▶ [Exercise task 1]:
In the Julia example, what value is N set to?

▶ [Passage]:
What am I doing wrong here?
Here is a minimum working example. It's my first one, so please let me know how it could be improved.
using Distributions
using Optim
using LinearAlgebra
import Random
Random.seed!(42)
# generate data
true_beta = [1; 1];
N=500;
X = [ones(N) rand(Normal(0,1), N)];
u = rand(Normal(0,1), N)
# generate the latent variable
y_star = X * true_beta + u;
# generate observed variable
y = Vector{Int64}(zeros(N));
for i in 1:N
if y_star[i] >= 0
y[i] = 1
end
end
# (negative of) loglikelihood function
function loglike(beta::Vector{Float64})
l = Vector{Float64}()
pk = 1/(1+exp(-X[i,:]'*beta))
lhood = -y[i,1]*log(pk) - (1-y[i,1])*log(1-pk)
for i in 1:size(y,1)
push!(l, lhood)
end
return sum(l)
end
# initial guess: ols
ols = inv(X'X)X'y;
# minimize negative loglikelihood
res = optimize(loglike, ols)

▶ [Exercise task 2]:
How many lines of the listing below contain the string "baby"? Reply with the number alone.

▶ [Provided material]:
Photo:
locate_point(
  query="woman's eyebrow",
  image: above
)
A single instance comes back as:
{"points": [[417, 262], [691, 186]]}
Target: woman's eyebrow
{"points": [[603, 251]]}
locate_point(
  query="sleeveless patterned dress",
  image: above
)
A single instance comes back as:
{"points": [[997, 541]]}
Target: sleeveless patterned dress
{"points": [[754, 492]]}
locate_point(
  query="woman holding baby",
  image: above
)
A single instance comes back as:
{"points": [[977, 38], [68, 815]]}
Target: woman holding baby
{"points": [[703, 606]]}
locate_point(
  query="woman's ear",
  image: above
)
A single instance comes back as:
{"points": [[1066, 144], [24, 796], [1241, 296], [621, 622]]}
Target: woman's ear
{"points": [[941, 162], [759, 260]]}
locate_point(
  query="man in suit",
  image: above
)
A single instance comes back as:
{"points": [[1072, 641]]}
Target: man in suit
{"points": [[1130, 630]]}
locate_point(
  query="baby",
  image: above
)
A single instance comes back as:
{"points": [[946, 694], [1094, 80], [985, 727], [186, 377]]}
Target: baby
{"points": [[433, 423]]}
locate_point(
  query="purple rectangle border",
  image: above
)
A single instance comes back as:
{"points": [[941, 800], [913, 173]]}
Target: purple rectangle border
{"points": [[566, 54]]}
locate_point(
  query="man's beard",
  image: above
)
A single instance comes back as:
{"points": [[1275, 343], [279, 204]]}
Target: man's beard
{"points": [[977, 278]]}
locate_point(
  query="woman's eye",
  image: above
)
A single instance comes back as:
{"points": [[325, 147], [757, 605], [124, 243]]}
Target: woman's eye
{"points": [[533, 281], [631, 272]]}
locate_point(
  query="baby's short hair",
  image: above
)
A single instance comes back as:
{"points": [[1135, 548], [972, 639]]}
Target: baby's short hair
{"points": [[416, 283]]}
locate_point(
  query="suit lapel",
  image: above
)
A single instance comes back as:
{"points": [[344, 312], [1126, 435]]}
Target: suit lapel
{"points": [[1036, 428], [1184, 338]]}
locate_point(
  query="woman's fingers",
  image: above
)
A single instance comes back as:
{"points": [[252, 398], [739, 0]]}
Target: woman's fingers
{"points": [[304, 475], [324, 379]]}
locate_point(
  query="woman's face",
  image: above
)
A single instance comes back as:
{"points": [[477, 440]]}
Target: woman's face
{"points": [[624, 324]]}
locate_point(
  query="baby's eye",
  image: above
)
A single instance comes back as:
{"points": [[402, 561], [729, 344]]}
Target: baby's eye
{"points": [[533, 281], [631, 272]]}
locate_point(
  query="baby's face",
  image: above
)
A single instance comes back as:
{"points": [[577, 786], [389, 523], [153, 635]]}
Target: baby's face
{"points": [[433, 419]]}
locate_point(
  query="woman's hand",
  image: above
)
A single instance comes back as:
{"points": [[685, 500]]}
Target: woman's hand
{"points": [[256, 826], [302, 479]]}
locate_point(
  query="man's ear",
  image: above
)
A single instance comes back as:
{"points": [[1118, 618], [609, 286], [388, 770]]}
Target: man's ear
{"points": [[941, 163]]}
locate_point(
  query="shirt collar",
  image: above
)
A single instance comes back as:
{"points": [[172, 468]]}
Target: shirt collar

▶ [Correct result 1]:
500

▶ [Correct result 2]:
10